### What the task asks
Would you set down every entry shown below, precisely as written?

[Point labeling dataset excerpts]
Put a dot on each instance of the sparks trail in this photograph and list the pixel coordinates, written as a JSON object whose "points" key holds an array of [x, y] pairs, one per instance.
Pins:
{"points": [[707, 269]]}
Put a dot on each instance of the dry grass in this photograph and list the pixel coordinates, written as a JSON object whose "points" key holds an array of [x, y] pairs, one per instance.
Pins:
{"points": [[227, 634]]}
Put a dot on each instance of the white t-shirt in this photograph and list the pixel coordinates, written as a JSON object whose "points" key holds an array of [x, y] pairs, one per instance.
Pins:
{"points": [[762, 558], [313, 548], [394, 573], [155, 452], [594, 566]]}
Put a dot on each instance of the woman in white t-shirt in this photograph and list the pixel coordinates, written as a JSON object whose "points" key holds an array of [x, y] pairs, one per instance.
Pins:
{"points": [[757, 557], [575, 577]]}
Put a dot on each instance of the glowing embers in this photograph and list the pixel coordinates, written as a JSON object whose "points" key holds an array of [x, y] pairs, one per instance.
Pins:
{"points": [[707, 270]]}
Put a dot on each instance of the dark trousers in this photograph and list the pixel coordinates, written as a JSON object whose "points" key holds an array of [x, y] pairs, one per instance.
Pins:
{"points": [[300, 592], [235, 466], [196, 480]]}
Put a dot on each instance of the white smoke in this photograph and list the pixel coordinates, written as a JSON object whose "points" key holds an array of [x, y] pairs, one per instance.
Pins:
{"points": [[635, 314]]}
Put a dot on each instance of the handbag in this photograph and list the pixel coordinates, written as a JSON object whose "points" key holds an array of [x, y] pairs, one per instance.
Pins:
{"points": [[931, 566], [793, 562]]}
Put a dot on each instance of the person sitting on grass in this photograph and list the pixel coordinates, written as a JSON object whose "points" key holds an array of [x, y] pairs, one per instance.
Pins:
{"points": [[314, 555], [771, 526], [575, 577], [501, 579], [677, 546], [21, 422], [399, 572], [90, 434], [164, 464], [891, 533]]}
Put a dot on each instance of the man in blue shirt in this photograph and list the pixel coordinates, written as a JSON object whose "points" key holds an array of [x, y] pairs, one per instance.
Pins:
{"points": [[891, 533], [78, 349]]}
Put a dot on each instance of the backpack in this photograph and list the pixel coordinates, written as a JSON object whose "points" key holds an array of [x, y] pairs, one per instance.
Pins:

### Output
Put a dot on each instance of the sparks trail in this photograph and list the pixel coordinates, written as a JSON object whose "points" key holds an array of [x, y] pairs, one per instance.
Pins:
{"points": [[707, 269]]}
Put a dot on each instance of the dry grass in this photograph and list the pixel coordinates, written as a JSON object whose "points" key holds an array of [x, y] pairs, one per instance.
Pins:
{"points": [[227, 634]]}
Put a dot on each instance of the white t-shirt in this photograph and list the pixel coordinates, written as a JSON object whose "points" key holds an array of [x, y] pairs, one per instance.
Pins:
{"points": [[762, 558], [313, 548], [394, 573], [155, 452], [594, 566]]}
Put a dot on each instance of the woman in white t-shirt in this photograph and list the pixel coordinates, written as a JSON object whose "points" key holds an array of [x, y] pairs, one per instance.
Pins:
{"points": [[757, 557], [575, 577]]}
Put a dot on each instance of the glowing embers in this photograph and list the pixel coordinates, written as a JSON object whose "points" key holds an array of [x, y] pairs, one per instance.
Pins:
{"points": [[707, 270]]}
Put a dot on each instance of the dark trousers in this photograph and list the pixel coordinates, written as a JSON object whose "points" key holds an array of [x, y] pairs, one per instance.
Pins:
{"points": [[300, 592], [235, 466], [196, 480]]}
Put a dot on each instance of the white smoke in this photograph and list the pixel coordinates, written as a JSON object whose "points" key holds an array of [x, y] pairs, one per instance.
Pins:
{"points": [[635, 314]]}
Put a dot on each instance of the handbag in this photograph and list the pixel coordinates, written as a JSON object whose "points" key holds an array of [x, y] pairs, one per instance.
Pins:
{"points": [[931, 566], [793, 562]]}
Put a dot on each instance of the person sitting on grass in this photograph and list the pixel coordinates, written as a JSON object whose "points" key holds an array of [x, y] pairs, one per instance.
Pins:
{"points": [[314, 555], [771, 526], [575, 577], [501, 579], [677, 546], [21, 422], [399, 572], [90, 434], [164, 464], [891, 533]]}
Put a dot on each instance of the man in blue shirt in this photograph and list the pixel coordinates, written as a JSON object whose "points" key holds an array of [x, y] pairs, one per instance.
Pins:
{"points": [[891, 533], [78, 349]]}
Put a dot on each instance of the backpack in this photograph and list the pixel coordinates, written as a JSON object whose "points" key holds an array of [x, y] pairs, one per instance.
Pins:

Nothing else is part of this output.